- _WRITTEN EXERCISE_
Write out the listing below line for line, without alteration, and leave the pictures out.

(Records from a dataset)
****************

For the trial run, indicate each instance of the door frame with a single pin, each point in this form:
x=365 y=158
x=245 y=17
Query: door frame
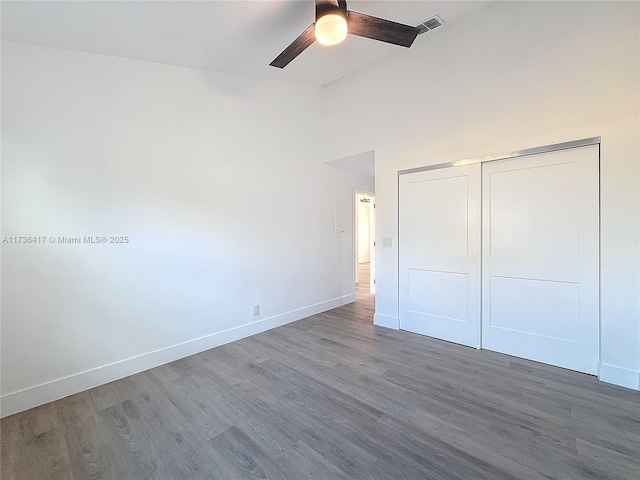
x=372 y=240
x=492 y=158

****************

- _EXPECTED ANSWER_
For the trial run, indicate each instance of the door frame with a single pin, each point in this form:
x=365 y=158
x=245 y=17
Query: door frame
x=372 y=240
x=492 y=158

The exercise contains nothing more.